Text under study:
19 June 2008

Bulk Trade in Ranbaxy

Prof. Jayanth Varma has a thoughtful piece on exchange microstructure with respect to the Ranbaxy deal executed on the exchange. I have a few comments on the piece.

"The first problem is that if the whole world can see that this is what is going to happen, it makes sense for anybody who holds Ranbaxy stock to put in limit sale orders at a price of 125 or 126 to take advantage of the bulk deal whenever it happens."

A "Bulk" deal is a regular market transaction and if the broad Ranbaxy agreement is not public domain the problem can be escaped. All relevant disclosures under the Bulk Deal circular are end of the day. Similarly, insider trading and takeover regulation details are also post facto. So I don't think this is a problem (only if the agreement is not in public domain) as the specific trade date/time are not required to be disclosed. While there will be some minor leakage on the order book this would not be prohibitive in cost. As this is a very small cost to escape huge tax liabilities, it is the only way to transact such a deal. However, in the present case, the deal was in the public domain, so anyone putting limit orders each day, waiting for the negotiated deal to occur could make the extraordinary profit as pointed out.

If it is such a no brainer, I wonder if a look at the limit order book each of these days would reveal such a pattern in Ranbaxy over the past few days (though nobody outside the surveillance cells of the exchange/SEBI would be able to throw light on the size of the limit order book). My guess is, there will not be a prohibitive limit order book these days in Ranbaxy for the following reason. The buyer and seller in the deal can hold out for a few weeks if not a few days. This would tire out and possibly destroy the strategy of shorts (short sellers) who having sold stock though will be unable to profit from a lower price as the unspecified event has not materialised. Coupled with a limited market for borrowed stock, the limited amount of time available for a borrowed position (7 days if I recall right) and a virtual prohibition against a naked shorts (making them very expensive if delivery stocks cannot be found), the strategy is unlikely to be profitable. Ordinary limit order traders would also be faced with fatigue after a few days and also "dummy filters" will not allow them to enter orders way out of whack with current prices, further limiting their strategy.

Data:

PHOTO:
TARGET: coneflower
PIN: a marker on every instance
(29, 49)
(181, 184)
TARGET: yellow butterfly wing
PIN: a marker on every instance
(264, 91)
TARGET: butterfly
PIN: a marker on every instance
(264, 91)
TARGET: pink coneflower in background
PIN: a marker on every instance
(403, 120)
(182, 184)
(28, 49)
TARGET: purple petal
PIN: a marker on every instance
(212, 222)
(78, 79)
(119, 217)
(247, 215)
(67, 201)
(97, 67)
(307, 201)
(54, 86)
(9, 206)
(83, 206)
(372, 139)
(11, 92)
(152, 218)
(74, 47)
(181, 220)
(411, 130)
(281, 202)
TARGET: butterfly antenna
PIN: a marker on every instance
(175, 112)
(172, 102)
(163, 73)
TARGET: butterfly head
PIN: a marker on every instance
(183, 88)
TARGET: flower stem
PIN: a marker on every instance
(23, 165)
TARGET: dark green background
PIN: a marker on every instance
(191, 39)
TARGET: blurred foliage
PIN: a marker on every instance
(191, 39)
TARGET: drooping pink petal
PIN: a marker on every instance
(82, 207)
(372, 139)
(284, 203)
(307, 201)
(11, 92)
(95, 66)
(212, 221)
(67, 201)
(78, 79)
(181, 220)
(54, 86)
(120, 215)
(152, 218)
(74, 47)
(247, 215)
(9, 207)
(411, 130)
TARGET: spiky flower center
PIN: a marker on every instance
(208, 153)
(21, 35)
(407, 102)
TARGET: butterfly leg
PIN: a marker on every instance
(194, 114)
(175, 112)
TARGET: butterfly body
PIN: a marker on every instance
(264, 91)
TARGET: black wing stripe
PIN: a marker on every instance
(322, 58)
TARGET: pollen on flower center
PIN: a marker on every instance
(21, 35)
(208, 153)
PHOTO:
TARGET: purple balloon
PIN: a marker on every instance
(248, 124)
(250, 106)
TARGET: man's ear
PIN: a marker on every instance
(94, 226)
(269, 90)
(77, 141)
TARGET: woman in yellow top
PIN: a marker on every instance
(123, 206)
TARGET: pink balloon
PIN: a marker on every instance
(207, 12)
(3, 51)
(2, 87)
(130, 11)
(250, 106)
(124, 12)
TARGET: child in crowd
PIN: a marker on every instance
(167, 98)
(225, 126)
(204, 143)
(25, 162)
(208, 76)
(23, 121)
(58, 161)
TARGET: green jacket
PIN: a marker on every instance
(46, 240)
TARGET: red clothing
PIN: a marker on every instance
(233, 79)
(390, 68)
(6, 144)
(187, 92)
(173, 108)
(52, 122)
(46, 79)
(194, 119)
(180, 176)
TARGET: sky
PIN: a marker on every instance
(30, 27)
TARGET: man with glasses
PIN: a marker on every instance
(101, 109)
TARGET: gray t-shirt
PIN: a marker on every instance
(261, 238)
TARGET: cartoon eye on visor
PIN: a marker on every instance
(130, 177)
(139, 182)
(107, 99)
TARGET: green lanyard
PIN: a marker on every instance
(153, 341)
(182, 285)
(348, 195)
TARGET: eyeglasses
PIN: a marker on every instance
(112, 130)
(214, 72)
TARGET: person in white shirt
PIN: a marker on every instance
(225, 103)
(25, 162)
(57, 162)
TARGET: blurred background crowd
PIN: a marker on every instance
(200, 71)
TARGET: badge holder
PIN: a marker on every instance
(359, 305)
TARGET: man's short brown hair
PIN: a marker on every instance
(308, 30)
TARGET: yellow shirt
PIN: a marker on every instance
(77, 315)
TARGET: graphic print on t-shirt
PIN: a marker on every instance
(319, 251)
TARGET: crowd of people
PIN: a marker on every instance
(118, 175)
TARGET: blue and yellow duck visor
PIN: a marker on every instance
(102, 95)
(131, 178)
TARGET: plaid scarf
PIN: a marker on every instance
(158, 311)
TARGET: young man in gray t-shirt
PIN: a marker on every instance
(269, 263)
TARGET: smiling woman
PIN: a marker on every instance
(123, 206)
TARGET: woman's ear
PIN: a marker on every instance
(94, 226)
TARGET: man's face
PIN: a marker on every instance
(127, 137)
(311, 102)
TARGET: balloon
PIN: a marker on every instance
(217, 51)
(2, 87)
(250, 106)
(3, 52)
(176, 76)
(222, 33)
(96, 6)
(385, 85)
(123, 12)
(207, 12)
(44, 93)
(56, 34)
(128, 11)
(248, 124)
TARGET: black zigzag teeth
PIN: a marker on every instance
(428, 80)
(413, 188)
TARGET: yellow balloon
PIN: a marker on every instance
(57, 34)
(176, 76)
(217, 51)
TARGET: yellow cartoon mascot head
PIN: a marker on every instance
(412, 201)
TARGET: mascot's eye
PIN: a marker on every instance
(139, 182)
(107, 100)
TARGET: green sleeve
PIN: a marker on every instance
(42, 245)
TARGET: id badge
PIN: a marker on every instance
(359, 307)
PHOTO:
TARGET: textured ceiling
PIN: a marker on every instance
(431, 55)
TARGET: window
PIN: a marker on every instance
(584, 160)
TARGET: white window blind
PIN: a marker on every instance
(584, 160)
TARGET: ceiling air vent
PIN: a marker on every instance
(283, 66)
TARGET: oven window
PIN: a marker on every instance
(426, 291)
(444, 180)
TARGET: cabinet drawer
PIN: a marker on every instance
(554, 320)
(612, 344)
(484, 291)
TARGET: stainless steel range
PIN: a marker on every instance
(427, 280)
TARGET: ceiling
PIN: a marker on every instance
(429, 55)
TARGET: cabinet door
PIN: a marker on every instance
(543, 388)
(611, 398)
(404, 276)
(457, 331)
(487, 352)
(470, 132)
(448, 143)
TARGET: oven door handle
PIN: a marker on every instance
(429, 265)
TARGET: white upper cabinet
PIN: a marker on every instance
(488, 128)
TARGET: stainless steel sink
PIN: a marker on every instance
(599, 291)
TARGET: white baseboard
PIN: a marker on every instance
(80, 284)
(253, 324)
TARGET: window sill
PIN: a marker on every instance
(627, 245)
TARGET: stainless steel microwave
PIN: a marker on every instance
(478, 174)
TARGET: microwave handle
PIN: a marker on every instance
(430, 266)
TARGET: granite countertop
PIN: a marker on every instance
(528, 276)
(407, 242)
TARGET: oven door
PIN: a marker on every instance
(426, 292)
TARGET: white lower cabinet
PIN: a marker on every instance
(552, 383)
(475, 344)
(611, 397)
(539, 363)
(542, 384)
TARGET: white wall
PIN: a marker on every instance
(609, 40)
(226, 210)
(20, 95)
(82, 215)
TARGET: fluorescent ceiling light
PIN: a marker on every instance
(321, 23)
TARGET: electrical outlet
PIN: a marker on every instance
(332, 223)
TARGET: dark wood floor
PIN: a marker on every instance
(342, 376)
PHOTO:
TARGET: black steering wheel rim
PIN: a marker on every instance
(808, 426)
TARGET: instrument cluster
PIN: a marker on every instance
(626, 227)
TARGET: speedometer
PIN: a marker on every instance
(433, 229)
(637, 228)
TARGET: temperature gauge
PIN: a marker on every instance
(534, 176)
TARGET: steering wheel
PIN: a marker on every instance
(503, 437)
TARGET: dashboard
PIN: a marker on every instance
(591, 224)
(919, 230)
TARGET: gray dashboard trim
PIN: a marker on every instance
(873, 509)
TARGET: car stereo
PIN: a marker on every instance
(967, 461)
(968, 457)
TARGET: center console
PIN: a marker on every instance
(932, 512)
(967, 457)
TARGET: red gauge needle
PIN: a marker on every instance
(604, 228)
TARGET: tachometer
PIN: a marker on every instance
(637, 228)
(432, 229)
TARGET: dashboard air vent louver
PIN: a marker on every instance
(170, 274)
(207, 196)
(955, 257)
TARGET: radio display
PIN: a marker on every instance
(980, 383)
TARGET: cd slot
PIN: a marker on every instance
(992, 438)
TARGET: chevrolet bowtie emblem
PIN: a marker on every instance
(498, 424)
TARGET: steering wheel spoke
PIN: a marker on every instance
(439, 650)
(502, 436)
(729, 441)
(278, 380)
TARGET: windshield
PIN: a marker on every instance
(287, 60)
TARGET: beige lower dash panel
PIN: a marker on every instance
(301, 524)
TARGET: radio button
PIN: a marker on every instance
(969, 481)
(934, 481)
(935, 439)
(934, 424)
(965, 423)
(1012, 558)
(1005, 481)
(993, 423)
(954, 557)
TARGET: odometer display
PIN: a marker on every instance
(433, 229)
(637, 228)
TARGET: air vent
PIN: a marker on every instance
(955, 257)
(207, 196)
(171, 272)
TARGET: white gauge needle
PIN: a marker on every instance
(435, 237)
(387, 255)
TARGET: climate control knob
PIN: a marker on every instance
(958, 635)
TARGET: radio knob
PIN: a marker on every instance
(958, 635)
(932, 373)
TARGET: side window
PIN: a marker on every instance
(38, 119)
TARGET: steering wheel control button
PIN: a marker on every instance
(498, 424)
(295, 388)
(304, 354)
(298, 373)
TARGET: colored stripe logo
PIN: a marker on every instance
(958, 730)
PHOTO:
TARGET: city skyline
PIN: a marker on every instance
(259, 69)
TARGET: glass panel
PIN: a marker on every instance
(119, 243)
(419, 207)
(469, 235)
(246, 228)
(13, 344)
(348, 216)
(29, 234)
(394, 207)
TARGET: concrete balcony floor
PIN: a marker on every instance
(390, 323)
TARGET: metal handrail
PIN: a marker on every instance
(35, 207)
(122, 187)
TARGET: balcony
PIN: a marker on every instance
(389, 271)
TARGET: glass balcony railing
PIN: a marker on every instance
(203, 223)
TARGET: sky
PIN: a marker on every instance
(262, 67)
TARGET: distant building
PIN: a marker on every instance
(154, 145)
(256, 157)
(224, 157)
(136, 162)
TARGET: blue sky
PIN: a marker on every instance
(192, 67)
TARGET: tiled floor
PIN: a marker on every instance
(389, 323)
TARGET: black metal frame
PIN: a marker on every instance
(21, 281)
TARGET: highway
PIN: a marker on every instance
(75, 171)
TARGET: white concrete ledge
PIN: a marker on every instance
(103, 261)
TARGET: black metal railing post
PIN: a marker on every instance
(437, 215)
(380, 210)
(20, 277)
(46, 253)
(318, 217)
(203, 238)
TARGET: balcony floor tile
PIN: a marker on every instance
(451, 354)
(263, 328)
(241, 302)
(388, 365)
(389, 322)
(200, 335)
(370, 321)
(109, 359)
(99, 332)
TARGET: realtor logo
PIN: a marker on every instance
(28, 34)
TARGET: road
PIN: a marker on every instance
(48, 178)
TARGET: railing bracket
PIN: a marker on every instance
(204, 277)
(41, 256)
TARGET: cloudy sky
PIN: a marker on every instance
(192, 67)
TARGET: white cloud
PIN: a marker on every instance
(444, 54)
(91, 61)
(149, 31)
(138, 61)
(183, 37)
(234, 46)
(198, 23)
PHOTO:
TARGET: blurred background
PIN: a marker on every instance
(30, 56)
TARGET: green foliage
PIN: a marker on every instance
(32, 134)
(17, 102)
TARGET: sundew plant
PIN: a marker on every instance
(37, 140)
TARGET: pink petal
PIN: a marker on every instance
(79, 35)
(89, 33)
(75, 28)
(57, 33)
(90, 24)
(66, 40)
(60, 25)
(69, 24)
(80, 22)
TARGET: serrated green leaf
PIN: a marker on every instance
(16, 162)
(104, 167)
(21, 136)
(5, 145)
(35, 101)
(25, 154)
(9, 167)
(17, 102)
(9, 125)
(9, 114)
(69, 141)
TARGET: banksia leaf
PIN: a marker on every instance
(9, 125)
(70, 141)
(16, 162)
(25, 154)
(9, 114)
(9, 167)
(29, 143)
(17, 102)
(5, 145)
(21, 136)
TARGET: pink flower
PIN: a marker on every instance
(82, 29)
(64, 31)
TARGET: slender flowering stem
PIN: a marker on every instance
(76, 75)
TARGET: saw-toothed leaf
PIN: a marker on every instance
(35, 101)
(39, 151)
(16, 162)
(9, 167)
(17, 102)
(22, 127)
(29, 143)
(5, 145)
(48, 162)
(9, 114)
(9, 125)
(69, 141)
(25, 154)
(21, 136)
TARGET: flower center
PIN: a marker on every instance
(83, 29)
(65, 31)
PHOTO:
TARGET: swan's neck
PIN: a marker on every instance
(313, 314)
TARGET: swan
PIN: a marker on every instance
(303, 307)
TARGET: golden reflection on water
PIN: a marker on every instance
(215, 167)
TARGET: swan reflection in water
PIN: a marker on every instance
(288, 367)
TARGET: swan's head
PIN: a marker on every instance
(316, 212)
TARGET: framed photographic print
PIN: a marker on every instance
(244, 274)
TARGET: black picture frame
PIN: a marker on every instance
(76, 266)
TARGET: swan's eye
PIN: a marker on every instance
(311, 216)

Problems to work on:
A. In the post on the Ranbaxy bulk trade, can you reproduce the stretch from "Prof. Jayanth Varma" through "on the piece.", swapping "thoughtful" for "careful"?
B. Can you carry on the post about the Ranbaxy bulk trade from the point at which it stops?
None of the data is needed here.

Task results:
A.
Prof. Jayanth Varma has a careful piece on exchange microstructure with respect to the Ranbaxy deal executed on the exchange. I have a few comments on the piece.

B.
I am certain that here is no issue of manipulation of the market merely because the negotiated price exceeds the current market price. Manipulation centres around intent rather than knowledge. So even if a large buyer or seller in a market may know that his/her trade will have a big impact on the prices, his/her trade would not be manipulative. Manipulation only occurs where there is an intentional interference with the free forces of demand and supply.

I am also pro the Securities Transaction Tax till such time as Mauritius and other such abusive tax treaties are repealed. I see no reason why an Indian should be penalised with large capital gains tax when any other person in the world, setting up a shell company, in Mauritius is exempt. STT only puts the Indians at a level playing field as foreigners have been using the treaty to skip capital gains since the early 90s. From an interpretational viewpoint of tax laws, tax law and equity are strangers and an equitable interpretation view is not a valid tool to interpret tax laws. Thus STT is not available to very legitimate transactions like sponsored ADRs or tender offers, while it is available to per se non exchange transactions like Ranbaxy.


Anonymous said...


I have a request for you. I need your expertise on the following issue.

Is it true that underwriting of equity IPOs in US is widely different from that in India ? And US regulations too are aimed at bought deals which dont happen in India ? Are bought deals really significant part of equity IPO underwriting business in USA ?

Would be really grateful if you can guide me to some relevant sources which I can can read up.

Best Regards,


Sandeep Parekh said...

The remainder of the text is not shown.